* GOAL:
Render the part that opens with the line containing "[indicate] yellow trackside" and runs through the end of the records as a Markdown table with the columns Row and Line, leaving out any blank lines.

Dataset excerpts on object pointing

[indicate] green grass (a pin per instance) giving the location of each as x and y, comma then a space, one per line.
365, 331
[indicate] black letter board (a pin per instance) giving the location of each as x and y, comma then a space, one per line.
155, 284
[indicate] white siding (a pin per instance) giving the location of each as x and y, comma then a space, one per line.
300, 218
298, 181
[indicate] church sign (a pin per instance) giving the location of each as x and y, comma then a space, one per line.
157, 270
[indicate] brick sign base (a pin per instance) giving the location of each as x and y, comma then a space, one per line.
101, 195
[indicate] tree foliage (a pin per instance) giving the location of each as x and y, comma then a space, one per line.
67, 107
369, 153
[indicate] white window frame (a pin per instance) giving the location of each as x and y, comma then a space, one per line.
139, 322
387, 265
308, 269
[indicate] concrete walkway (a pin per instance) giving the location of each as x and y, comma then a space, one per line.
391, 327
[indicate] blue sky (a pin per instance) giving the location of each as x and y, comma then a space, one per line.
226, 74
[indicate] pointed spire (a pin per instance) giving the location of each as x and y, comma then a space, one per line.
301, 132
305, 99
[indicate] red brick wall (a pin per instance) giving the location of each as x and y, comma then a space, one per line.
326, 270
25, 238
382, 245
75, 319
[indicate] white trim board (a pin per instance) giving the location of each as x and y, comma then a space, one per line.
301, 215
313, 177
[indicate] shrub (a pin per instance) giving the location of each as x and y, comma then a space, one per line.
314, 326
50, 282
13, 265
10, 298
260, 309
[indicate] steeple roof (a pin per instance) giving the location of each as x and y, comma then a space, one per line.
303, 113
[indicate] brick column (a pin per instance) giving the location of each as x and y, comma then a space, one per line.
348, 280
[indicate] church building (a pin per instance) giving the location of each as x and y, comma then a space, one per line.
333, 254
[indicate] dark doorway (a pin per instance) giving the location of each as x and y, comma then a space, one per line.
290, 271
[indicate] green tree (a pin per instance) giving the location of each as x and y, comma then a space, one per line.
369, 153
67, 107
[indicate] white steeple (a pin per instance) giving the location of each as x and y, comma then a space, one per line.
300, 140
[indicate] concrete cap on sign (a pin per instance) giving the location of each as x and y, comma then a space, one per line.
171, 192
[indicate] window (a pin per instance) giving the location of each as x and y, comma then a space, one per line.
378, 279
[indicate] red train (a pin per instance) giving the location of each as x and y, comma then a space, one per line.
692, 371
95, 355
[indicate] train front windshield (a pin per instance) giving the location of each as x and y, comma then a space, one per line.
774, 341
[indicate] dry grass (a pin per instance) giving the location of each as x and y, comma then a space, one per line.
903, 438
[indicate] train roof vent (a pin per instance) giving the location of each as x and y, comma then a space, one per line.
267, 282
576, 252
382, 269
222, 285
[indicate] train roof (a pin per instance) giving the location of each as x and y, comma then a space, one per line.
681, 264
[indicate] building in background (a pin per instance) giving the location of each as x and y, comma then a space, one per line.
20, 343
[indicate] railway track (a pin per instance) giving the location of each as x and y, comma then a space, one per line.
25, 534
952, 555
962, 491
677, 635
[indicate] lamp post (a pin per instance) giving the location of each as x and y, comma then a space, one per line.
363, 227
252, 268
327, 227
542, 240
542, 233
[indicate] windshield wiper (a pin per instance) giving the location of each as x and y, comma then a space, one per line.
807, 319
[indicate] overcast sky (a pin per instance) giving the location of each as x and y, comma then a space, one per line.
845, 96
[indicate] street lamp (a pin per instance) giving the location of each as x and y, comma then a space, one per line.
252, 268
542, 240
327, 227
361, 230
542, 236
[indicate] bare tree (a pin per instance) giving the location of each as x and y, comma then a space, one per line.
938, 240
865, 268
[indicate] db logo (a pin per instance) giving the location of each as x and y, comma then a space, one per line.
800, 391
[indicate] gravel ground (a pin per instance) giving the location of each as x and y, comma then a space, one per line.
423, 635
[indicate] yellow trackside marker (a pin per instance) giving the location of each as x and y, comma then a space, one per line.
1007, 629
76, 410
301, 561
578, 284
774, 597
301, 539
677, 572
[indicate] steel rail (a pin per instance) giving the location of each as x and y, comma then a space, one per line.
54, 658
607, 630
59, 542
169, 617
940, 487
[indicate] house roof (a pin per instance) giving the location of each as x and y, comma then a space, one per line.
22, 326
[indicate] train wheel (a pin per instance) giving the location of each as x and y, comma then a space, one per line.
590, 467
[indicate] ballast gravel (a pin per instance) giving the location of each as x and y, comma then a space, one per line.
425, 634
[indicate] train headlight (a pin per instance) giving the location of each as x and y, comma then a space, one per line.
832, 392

* PROBLEM SOLUTION:
| Row | Line |
|---|---|
| 1 | [indicate] yellow trackside marker (a pin per instance) giving the location of each as x and y, comma then a space, one per line. |
| 2 | 1007, 629 |
| 3 | 76, 410 |
| 4 | 301, 561 |
| 5 | 578, 284 |
| 6 | 774, 597 |
| 7 | 301, 539 |
| 8 | 677, 572 |
| 9 | [indicate] steel rail (a pin per instance) giving the location of each as x and y, comma then a space, one per line. |
| 10 | 54, 658 |
| 11 | 607, 630 |
| 12 | 59, 542 |
| 13 | 169, 617 |
| 14 | 940, 487 |
| 15 | [indicate] house roof (a pin per instance) giving the location of each as x and y, comma then a space, one per line. |
| 16 | 22, 326 |
| 17 | [indicate] train wheel (a pin per instance) giving the location of each as x and y, comma then a space, one per line. |
| 18 | 590, 467 |
| 19 | [indicate] ballast gravel (a pin per instance) giving the location of each as x and y, comma then a space, one per line. |
| 20 | 425, 634 |
| 21 | [indicate] train headlight (a pin per instance) giving the location of each as x and y, comma then a space, one per line. |
| 22 | 832, 392 |